■ Problem to work on ■
Rewrite the data below, replacing "concrete weir" with "stone dam" and keeping everything else the same.

(begin)

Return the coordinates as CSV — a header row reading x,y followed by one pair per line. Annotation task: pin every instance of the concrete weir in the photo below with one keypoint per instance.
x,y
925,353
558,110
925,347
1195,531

(end)

■ Exercise solution ■
Return the coordinates as CSV — a header row reading x,y followed by one pair per line. Annotation task: pin every instance of the stone dam in the photo below with one keypoint per instance.
x,y
925,353
558,110
925,347
1195,531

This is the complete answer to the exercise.